Collected data entries
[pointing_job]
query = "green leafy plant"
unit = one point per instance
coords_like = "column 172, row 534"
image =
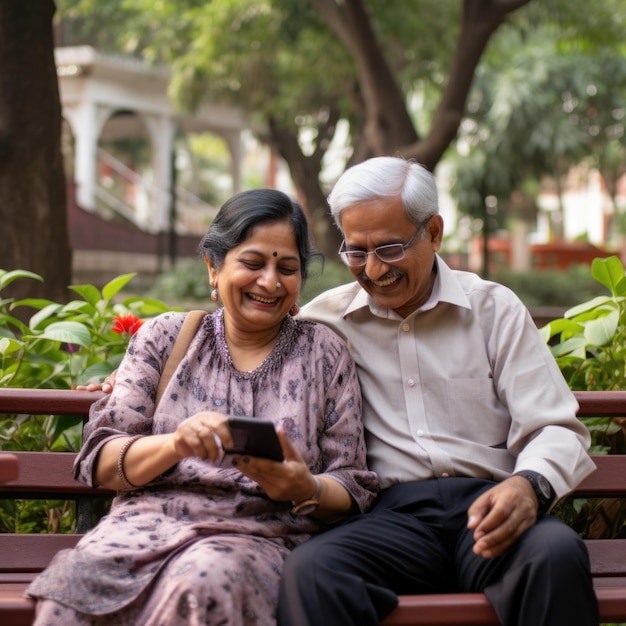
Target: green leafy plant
column 61, row 346
column 64, row 345
column 588, row 343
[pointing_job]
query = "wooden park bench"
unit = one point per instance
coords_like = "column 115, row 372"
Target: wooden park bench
column 48, row 475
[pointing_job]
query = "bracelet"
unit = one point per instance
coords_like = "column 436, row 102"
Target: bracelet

**WHAT IS EXPECTED:**
The data must be printed exactly, image-free.

**FINISHED EXERCISE:**
[pointing_job]
query = "green leafy plant"
unit = one point per instance
coords_like = "column 172, row 534"
image =
Target: green leafy plant
column 61, row 346
column 64, row 345
column 588, row 343
[pointing_job]
query = "wooden park bench"
unit = one point per instance
coords_like = "column 115, row 372"
Target: wooden park bench
column 48, row 475
[pointing_job]
query = "bracelet"
unit = one point per instance
coords_like = "column 436, row 102"
Target: bracelet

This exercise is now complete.